▸ **REQUIRED WORK**: Read the records and write them out again exactly.

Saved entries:
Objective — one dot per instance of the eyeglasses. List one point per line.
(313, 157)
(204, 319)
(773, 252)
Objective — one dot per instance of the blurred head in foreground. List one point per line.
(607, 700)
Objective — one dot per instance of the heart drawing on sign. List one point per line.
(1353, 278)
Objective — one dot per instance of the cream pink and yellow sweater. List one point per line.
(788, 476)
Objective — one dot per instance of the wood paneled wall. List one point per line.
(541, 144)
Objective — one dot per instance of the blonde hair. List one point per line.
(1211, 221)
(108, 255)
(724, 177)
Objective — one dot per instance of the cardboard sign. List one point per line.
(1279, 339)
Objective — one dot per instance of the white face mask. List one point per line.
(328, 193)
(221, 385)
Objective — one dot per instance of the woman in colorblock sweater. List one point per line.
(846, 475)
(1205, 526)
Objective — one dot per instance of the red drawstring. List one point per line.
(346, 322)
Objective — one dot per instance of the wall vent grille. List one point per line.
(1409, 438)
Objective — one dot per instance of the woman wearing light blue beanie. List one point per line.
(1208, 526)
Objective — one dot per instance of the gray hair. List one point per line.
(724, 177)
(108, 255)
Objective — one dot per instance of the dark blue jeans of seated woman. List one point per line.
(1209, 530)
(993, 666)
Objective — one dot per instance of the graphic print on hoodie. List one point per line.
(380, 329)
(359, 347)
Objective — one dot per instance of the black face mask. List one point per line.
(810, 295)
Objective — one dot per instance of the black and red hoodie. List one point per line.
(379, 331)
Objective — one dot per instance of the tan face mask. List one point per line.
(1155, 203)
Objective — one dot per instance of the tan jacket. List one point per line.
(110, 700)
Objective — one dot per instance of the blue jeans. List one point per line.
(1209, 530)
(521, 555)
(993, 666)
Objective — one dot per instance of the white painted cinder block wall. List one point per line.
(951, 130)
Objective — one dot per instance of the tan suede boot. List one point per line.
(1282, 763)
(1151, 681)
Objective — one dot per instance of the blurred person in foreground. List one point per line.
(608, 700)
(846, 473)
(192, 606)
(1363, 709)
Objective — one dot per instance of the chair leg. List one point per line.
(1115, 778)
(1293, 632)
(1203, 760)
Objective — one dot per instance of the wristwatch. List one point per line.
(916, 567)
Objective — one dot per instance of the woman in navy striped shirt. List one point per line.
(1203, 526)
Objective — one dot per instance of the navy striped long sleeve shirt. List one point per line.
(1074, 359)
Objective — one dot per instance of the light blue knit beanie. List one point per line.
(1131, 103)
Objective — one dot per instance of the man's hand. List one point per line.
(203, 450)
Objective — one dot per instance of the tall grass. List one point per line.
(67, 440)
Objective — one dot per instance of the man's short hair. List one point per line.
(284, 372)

▸ **ANSWER TO THE PROBLEM**:
Objective — one dot per instance of the eyeglasses. List one point per line.
(313, 157)
(204, 319)
(773, 252)
Objective — one dot per instance of the blurred head in foreground. List one point per line.
(607, 700)
Objective — one dot per instance of the heart drawing on sign. List one point per line.
(1353, 278)
Objective — one dot per instance of the cream pink and yellow sweater. List one point per line.
(788, 476)
Objective — one dot per instance of the wood paneled wall. List one point per line.
(541, 144)
Objective — one dot per instance of the blonde hair. List one point per line.
(1211, 221)
(108, 255)
(724, 177)
Objective — one dot per instance of the cardboard sign. List one point per line.
(1279, 339)
Objective — one dot per instance of the white face mask. List one point per line.
(328, 193)
(221, 385)
Objective — one dot per instance of the woman in colorblock sweater. List one point per line.
(846, 475)
(1205, 526)
Objective — one dot per instance of the red drawstring. List one point per line.
(346, 322)
Objective — one dot per instance of the wall vent grille. List one point per line.
(1409, 438)
Objective — one dot per instance of the woman wearing light blue beanie. List one point per line.
(1208, 526)
Objective — one dot per instance of the gray hair. List one point per line.
(724, 177)
(108, 255)
Objective — one dot per instance of the dark blue jeans of seated woman. List one point per line.
(1209, 530)
(993, 666)
Objective — one dot per instance of the graphic print on hoodie. List one point per line.
(380, 329)
(359, 347)
Objective — one dot per instance of the black face mask. List one point per line.
(810, 295)
Objective — one dot per instance of the black and red hoodie. List one point per line.
(379, 331)
Objective — one dot per instance of the tan face mask. List one point per line.
(1155, 203)
Objective — one dot per instance of the tan jacket. List one point per line.
(110, 700)
Objective — one dot per instance of the blue jeans. List one point per line.
(1209, 530)
(521, 555)
(993, 666)
Objective — one dot per instance of the white painted cinder block wall. List one point per line.
(951, 130)
Objective — one dot per instance of the tan suede boot. List one point per line.
(1282, 763)
(1151, 681)
Objective — one dot per instance of the blurred person in foreground. List one point per line.
(608, 700)
(846, 473)
(192, 606)
(1363, 709)
Objective — one dot per instance of the chair leg. List one point per line.
(1115, 778)
(1293, 632)
(1203, 760)
Objective — one dot per instance of the wristwatch. List one point per line.
(916, 567)
Objective — one dot per instance of the woman in navy striped shirt. List one point per line.
(1203, 526)
Objective — one dot per instance of the navy striped long sleeve shirt. List one point per line.
(1074, 359)
Objective — one dot per instance of the light blue knit beanie. List one point per line.
(1131, 103)
Objective — one dot per instance of the man's hand. List one point per line.
(203, 450)
Objective — one dot per instance of the tall grass. List one point per line.
(67, 440)
Objective — one dot per instance of the man's short hair. List one point per line.
(284, 372)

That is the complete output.